— What you will do —
Make an exact copy of every record that follows.

— Data provided —
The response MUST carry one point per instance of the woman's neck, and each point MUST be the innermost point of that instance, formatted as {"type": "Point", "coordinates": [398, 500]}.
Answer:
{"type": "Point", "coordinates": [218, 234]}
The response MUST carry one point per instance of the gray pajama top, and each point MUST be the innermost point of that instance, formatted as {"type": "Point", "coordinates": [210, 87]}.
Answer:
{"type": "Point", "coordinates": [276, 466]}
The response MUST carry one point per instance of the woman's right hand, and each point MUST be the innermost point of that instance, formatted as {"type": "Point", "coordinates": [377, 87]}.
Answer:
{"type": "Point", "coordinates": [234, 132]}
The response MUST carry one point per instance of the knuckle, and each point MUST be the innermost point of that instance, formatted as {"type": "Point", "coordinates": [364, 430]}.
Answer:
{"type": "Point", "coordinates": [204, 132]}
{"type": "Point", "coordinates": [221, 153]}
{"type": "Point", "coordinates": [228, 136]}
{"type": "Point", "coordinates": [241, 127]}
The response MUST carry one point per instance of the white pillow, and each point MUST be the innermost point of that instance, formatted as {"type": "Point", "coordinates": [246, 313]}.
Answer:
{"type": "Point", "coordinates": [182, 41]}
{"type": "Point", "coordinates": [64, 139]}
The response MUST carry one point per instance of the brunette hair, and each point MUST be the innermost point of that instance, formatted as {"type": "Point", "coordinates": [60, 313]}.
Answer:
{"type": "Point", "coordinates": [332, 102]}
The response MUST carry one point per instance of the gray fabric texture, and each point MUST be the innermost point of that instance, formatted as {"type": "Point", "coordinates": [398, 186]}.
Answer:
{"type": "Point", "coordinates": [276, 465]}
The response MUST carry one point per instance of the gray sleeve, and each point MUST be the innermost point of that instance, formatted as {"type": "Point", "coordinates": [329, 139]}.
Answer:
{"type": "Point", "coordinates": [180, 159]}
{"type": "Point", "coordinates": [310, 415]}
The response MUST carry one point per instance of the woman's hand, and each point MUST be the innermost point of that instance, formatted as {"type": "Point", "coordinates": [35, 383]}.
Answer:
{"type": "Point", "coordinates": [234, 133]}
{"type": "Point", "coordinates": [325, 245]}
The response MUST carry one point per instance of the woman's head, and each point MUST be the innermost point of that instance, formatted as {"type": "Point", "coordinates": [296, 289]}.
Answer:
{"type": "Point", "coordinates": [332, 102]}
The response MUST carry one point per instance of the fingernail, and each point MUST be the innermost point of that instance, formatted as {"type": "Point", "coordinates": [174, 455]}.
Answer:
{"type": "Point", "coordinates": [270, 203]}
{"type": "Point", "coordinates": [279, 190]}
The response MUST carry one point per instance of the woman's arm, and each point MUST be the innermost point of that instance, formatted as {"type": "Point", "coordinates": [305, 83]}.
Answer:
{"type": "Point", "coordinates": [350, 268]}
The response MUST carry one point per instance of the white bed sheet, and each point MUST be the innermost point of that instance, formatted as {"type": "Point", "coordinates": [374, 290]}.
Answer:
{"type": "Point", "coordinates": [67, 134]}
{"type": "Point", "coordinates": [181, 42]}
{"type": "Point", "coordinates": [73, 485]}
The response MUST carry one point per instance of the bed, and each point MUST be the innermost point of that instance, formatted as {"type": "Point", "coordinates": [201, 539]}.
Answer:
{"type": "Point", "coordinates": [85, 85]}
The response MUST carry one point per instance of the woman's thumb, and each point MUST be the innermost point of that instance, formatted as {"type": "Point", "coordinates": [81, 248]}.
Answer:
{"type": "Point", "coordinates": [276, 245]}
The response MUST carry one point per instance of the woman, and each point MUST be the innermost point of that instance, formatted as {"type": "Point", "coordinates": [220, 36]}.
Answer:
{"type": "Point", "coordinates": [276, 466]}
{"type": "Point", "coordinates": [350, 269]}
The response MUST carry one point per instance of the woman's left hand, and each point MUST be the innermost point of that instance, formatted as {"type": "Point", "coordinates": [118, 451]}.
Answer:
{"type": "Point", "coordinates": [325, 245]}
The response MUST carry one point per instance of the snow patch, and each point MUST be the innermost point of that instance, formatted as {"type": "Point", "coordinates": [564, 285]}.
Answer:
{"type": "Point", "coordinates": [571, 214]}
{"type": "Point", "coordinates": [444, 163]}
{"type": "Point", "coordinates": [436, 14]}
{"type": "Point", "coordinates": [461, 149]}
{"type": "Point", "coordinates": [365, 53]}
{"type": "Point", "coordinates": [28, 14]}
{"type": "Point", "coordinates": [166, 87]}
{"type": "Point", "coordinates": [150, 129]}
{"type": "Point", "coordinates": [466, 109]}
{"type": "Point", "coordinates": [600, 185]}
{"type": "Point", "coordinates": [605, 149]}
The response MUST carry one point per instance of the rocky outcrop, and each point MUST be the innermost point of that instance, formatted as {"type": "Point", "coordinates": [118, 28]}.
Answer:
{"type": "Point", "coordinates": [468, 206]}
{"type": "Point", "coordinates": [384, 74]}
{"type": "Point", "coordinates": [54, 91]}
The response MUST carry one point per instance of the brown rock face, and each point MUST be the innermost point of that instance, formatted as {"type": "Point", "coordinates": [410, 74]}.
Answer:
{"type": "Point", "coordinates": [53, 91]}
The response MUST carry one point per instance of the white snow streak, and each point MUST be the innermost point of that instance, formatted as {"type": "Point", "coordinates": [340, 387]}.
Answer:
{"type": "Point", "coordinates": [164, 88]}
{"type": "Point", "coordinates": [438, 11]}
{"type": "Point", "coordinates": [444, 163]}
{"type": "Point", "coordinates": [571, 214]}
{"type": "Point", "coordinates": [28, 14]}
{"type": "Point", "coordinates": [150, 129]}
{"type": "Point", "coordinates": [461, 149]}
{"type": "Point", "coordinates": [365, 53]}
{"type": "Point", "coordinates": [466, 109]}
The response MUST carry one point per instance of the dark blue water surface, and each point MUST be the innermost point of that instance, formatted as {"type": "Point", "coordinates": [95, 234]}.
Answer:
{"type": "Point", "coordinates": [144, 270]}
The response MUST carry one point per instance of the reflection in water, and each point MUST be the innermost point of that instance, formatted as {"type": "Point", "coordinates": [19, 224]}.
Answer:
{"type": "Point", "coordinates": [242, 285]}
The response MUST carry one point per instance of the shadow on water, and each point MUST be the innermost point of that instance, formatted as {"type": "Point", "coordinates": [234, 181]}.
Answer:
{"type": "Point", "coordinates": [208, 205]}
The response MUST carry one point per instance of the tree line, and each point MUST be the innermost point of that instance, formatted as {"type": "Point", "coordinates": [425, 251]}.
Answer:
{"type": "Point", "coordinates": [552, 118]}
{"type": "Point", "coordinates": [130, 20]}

— Reply —
The response MUST carry one point per instance of the woman's neck, and each point MUST be the innermost point of that instance, formatted as {"type": "Point", "coordinates": [398, 500]}.
Answer:
{"type": "Point", "coordinates": [218, 234]}
The response MUST carry one point per instance of the gray pajama top, and each point MUST be the innermost point of that instance, formatted as {"type": "Point", "coordinates": [210, 87]}.
Answer:
{"type": "Point", "coordinates": [276, 466]}
The response MUST carry one point per instance of the woman's right hand, and each point MUST be the innermost point of that instance, formatted as {"type": "Point", "coordinates": [377, 87]}.
Answer:
{"type": "Point", "coordinates": [234, 132]}
The response MUST carry one point per instance of the knuckle, and each point MUST be the innermost point of that instance, formatted as {"type": "Point", "coordinates": [364, 430]}.
Answer:
{"type": "Point", "coordinates": [204, 132]}
{"type": "Point", "coordinates": [221, 153]}
{"type": "Point", "coordinates": [228, 136]}
{"type": "Point", "coordinates": [241, 127]}
The response MUST carry one point per instance of the white pillow, and each point MUST be the innermost point of that instance, formatted as {"type": "Point", "coordinates": [246, 313]}.
Answer:
{"type": "Point", "coordinates": [182, 41]}
{"type": "Point", "coordinates": [64, 139]}
The response MUST carry one point per instance of the brunette hair, and each point MUST be the innermost point of that instance, formatted as {"type": "Point", "coordinates": [60, 313]}.
Answer:
{"type": "Point", "coordinates": [332, 102]}
The response MUST carry one point per instance of the gray fabric texture, and each point MUST be the innermost point of that instance, formatted as {"type": "Point", "coordinates": [398, 186]}.
Answer:
{"type": "Point", "coordinates": [276, 465]}
The response MUST carry one point per instance of the gray sleeve, and each point MUST be the innermost point of that instance, formatted as {"type": "Point", "coordinates": [329, 139]}.
Answer:
{"type": "Point", "coordinates": [180, 159]}
{"type": "Point", "coordinates": [310, 415]}
The response MUST carry one point per instance of the woman's hand, and each point MUST be the innermost point of that instance, formatted as {"type": "Point", "coordinates": [35, 383]}.
Answer:
{"type": "Point", "coordinates": [234, 133]}
{"type": "Point", "coordinates": [325, 245]}
The response MUST carry one point per instance of the woman's head, and each point MUST be the innermost point of that instance, formatted as {"type": "Point", "coordinates": [296, 289]}.
Answer:
{"type": "Point", "coordinates": [332, 102]}
The response MUST carry one point per instance of the fingernail, and each point MUST be the innermost point of that instance, formatted as {"type": "Point", "coordinates": [174, 455]}.
Answer:
{"type": "Point", "coordinates": [270, 203]}
{"type": "Point", "coordinates": [279, 190]}
The response MUST carry one point per instance of the woman's arm, and each point MUST be the innermost point of that instance, formatted as {"type": "Point", "coordinates": [305, 83]}.
Answer:
{"type": "Point", "coordinates": [350, 268]}
The response MUST carry one point per instance of the white bed sheet, and each point MUST be the innermost point of that instance, formatted as {"type": "Point", "coordinates": [374, 290]}.
Answer:
{"type": "Point", "coordinates": [67, 134]}
{"type": "Point", "coordinates": [181, 42]}
{"type": "Point", "coordinates": [73, 485]}
The response MUST carry one point per instance of the bed, and each point MUST be the innermost point of that instance, formatted as {"type": "Point", "coordinates": [201, 539]}.
Answer:
{"type": "Point", "coordinates": [85, 85]}
The response MUST carry one point per instance of the woman's thumb, and each point MUST be the innermost point of that instance, formatted as {"type": "Point", "coordinates": [81, 248]}.
Answer:
{"type": "Point", "coordinates": [276, 245]}
The response MUST carry one point per instance of the woman, and each point MUST be the innermost point of that instance, formatted as {"type": "Point", "coordinates": [220, 36]}.
Answer:
{"type": "Point", "coordinates": [276, 466]}
{"type": "Point", "coordinates": [350, 269]}
The response MUST carry one point per instance of the woman's left hand, and each point MUST be the innermost point of that instance, formatted as {"type": "Point", "coordinates": [118, 451]}.
Answer:
{"type": "Point", "coordinates": [325, 245]}
The response MUST carry one point per instance of the snow patch, and each point MUST be the innermost point of that instance, formatted as {"type": "Point", "coordinates": [564, 285]}.
Answer:
{"type": "Point", "coordinates": [571, 214]}
{"type": "Point", "coordinates": [444, 163]}
{"type": "Point", "coordinates": [436, 14]}
{"type": "Point", "coordinates": [461, 149]}
{"type": "Point", "coordinates": [365, 53]}
{"type": "Point", "coordinates": [28, 14]}
{"type": "Point", "coordinates": [166, 87]}
{"type": "Point", "coordinates": [150, 129]}
{"type": "Point", "coordinates": [466, 109]}
{"type": "Point", "coordinates": [600, 185]}
{"type": "Point", "coordinates": [605, 149]}
The response MUST carry one point per instance of the rocky outcrop, and each point MUST be the innermost point of that instance, formatted as {"type": "Point", "coordinates": [118, 28]}.
Answer:
{"type": "Point", "coordinates": [468, 206]}
{"type": "Point", "coordinates": [384, 74]}
{"type": "Point", "coordinates": [54, 91]}
The response MUST carry one point per instance of the brown rock face, and each point MUST be the innermost point of that instance, formatted as {"type": "Point", "coordinates": [410, 74]}.
Answer:
{"type": "Point", "coordinates": [53, 91]}
The response MUST carry one point per instance of the white snow streak, and each point MUST be the innermost point of that instance, formatted as {"type": "Point", "coordinates": [340, 387]}.
Answer:
{"type": "Point", "coordinates": [164, 88]}
{"type": "Point", "coordinates": [438, 11]}
{"type": "Point", "coordinates": [444, 163]}
{"type": "Point", "coordinates": [571, 214]}
{"type": "Point", "coordinates": [28, 14]}
{"type": "Point", "coordinates": [150, 129]}
{"type": "Point", "coordinates": [461, 149]}
{"type": "Point", "coordinates": [365, 53]}
{"type": "Point", "coordinates": [466, 109]}
The response MUST carry one point per instance of the dark blue water surface, and each point MUST be the innermost point of that instance, formatted as {"type": "Point", "coordinates": [95, 234]}.
Answer:
{"type": "Point", "coordinates": [144, 270]}
The response MUST carry one point per instance of the reflection in water, and each point MUST be the innermost point of that instance, formatted as {"type": "Point", "coordinates": [19, 224]}.
Answer:
{"type": "Point", "coordinates": [242, 285]}
The response MUST carry one point per instance of the shadow on water, and each point MUST be the innermost point of that instance, formatted as {"type": "Point", "coordinates": [234, 181]}.
Answer:
{"type": "Point", "coordinates": [208, 205]}
The response MUST carry one point per instance of the tree line, and each point MUST be the innermost point of that instance, formatted as {"type": "Point", "coordinates": [425, 251]}.
Answer:
{"type": "Point", "coordinates": [552, 118]}
{"type": "Point", "coordinates": [130, 20]}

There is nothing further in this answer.